Tasks to carry out:
[1] In the devotional text, how does the goldsmith know that he has finished purifying the gold?
[2] According to the devotional text, what will a person be doing by extending forgiveness to unbelievers? List each one.

12. Be Quick to Forgive Unbelievers
‘Beloved, never avenge yourselves, but leave it to the wrath of God, for it is written, “Vengeance is mine, I will repay, says the Lord.”’[18] God’s vengeance on an unbeliever will be far more severe than yours could ever be. Perhaps they have wronged you horrifically. Consider hell, then see if you are still able to aim bitter resentment at them. Your tears will shortly be wiped away, and unless something changes, they will shortly enter terrible suffering forever. Extend forgiveness to them. You will be obeying God, doing good to yourself, and witnessing to them. Allow the truth of judgement to bear the fruit of compassion and forgiveness in your life.
13. Be Receptive to Refinement
Scripture is adamant that God uses our tragedies for our refinement. Be open to God lovingly, painfully doing that work in your life with the tragedy of your loss. We can be quick to jump on the promise of Romans 8:28, that God works all things together for good for His people. But we are not always as quick to define what ‘good’ is – which the very next verse does: it is ‘to be conformed to the image of His Son.’[19] Consider the goldsmith who purifies gold by turning up the heat. As the gold melts, impurities float to the surface and are skimmed off. How does he know when he has completed the process? When he can see his own reflection in the precious metal. Know that God is using the awfulness of your loss to make you more like Christ. Ponder how He might be doing this so that you can be leaning into that process.

Record extracts:
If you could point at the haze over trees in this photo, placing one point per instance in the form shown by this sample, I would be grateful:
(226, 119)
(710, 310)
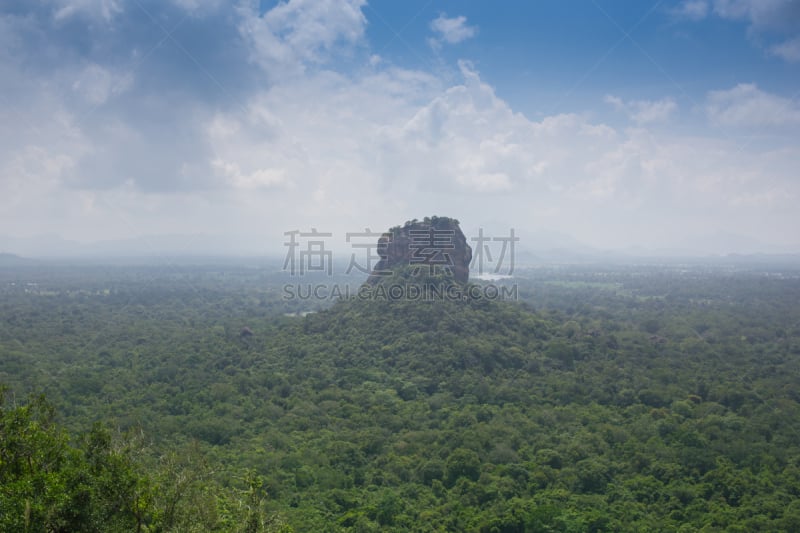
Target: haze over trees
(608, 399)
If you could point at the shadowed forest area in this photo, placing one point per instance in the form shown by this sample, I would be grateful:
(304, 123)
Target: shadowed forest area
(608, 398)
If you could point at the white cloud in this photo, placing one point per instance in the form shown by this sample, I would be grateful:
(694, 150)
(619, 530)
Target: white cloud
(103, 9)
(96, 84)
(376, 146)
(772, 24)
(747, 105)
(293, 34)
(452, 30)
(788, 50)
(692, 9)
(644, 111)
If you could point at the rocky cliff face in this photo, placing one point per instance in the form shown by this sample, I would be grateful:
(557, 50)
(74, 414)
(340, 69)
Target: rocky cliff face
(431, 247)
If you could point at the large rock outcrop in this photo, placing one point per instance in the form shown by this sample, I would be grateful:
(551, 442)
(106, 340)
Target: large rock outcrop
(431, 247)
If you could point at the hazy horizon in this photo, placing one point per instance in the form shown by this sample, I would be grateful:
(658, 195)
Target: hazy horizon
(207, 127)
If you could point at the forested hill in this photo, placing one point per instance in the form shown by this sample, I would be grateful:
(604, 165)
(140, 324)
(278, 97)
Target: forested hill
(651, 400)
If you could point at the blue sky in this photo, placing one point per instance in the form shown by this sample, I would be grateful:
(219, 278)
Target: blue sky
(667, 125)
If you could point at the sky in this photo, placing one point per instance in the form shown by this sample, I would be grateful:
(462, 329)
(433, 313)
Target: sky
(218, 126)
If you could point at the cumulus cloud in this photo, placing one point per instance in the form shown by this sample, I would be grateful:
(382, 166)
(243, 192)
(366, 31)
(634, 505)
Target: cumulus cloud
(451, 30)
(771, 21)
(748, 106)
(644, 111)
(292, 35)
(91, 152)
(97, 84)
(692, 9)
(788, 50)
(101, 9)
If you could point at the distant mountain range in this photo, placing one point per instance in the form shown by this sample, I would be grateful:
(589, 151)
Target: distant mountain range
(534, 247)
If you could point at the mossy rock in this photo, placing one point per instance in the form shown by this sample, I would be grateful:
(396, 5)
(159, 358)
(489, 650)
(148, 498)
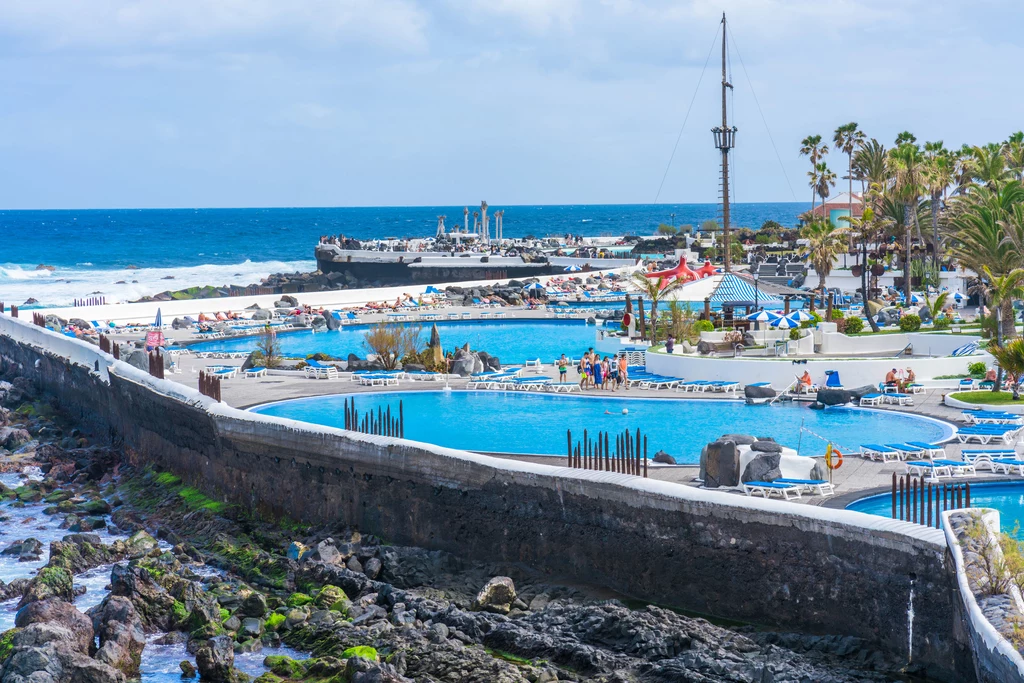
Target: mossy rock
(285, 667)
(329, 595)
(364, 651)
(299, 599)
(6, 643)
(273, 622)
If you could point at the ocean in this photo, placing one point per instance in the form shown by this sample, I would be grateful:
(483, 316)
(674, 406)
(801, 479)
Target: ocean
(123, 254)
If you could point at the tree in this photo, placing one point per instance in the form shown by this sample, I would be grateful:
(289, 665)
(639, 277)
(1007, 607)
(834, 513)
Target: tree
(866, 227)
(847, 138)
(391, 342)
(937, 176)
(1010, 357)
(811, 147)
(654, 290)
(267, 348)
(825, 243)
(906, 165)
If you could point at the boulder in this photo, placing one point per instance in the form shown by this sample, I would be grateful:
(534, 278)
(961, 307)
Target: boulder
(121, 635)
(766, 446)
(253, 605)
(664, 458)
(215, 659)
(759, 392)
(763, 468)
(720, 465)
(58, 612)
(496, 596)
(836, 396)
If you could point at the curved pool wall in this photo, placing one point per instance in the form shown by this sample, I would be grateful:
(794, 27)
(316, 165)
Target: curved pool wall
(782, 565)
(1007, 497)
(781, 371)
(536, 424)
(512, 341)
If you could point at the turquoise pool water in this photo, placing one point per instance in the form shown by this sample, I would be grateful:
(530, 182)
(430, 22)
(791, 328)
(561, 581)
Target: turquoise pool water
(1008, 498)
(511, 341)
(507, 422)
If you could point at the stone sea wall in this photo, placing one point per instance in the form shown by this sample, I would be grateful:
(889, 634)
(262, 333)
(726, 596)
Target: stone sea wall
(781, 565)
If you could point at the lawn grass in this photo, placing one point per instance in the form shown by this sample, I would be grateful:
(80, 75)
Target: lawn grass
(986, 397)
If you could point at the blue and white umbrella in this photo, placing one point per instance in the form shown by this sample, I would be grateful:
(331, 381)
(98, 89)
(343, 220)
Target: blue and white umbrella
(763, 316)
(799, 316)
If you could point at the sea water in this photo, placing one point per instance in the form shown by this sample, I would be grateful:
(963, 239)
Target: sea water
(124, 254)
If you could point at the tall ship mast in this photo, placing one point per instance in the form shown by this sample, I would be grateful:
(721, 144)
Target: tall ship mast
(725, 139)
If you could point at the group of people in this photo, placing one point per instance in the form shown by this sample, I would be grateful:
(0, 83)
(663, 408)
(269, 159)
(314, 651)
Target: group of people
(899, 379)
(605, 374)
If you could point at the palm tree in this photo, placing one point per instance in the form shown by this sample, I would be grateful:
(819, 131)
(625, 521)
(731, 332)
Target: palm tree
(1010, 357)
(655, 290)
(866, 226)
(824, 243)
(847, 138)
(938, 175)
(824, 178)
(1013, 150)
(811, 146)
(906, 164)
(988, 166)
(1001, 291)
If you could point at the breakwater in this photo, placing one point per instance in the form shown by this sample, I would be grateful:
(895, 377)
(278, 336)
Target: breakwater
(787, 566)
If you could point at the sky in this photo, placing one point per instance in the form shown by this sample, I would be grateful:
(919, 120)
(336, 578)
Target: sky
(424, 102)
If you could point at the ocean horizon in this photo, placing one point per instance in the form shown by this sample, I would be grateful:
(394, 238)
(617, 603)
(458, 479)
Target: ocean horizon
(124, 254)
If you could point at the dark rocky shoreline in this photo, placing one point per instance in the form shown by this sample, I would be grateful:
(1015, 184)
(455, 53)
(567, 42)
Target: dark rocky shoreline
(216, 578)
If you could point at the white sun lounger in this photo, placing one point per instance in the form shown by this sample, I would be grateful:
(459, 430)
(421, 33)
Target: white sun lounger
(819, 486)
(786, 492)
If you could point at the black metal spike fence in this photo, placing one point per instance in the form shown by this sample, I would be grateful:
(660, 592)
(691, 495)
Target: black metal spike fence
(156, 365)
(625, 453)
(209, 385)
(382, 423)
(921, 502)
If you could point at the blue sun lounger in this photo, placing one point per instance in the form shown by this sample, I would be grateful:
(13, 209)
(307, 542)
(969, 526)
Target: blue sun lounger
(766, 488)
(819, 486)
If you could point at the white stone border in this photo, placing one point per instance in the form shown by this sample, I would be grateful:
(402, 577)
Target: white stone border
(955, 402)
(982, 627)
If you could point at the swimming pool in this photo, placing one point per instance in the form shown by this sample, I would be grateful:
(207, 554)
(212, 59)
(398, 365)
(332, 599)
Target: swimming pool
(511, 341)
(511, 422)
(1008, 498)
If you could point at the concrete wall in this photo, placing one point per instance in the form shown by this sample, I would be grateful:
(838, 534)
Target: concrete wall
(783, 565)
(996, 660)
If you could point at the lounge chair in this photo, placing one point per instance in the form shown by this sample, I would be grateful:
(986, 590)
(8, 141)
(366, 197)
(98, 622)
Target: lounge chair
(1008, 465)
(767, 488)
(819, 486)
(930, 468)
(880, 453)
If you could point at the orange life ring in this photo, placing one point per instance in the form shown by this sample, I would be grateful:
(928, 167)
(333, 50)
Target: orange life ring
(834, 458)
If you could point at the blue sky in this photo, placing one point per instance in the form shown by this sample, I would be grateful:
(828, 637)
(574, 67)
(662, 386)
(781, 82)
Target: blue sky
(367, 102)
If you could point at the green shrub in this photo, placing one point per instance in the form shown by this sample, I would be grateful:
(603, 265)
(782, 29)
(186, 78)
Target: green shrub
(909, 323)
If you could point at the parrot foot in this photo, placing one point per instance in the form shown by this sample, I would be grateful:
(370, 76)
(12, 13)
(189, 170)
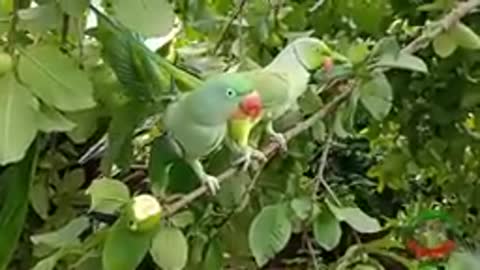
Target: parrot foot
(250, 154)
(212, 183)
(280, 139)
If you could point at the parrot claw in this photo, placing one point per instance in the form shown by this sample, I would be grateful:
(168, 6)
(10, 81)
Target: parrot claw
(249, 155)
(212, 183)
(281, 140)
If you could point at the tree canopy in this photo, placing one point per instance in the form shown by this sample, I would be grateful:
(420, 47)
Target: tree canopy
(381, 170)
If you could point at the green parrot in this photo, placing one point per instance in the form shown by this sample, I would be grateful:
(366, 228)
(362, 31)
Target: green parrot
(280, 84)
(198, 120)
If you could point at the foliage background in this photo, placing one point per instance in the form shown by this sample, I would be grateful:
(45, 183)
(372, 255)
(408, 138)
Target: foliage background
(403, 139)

Results of the tasks:
[1] He knows when he can see his own reflection in the precious metal.

[2]
- Obeying God
- Doing good to oneself
- Witnessing to them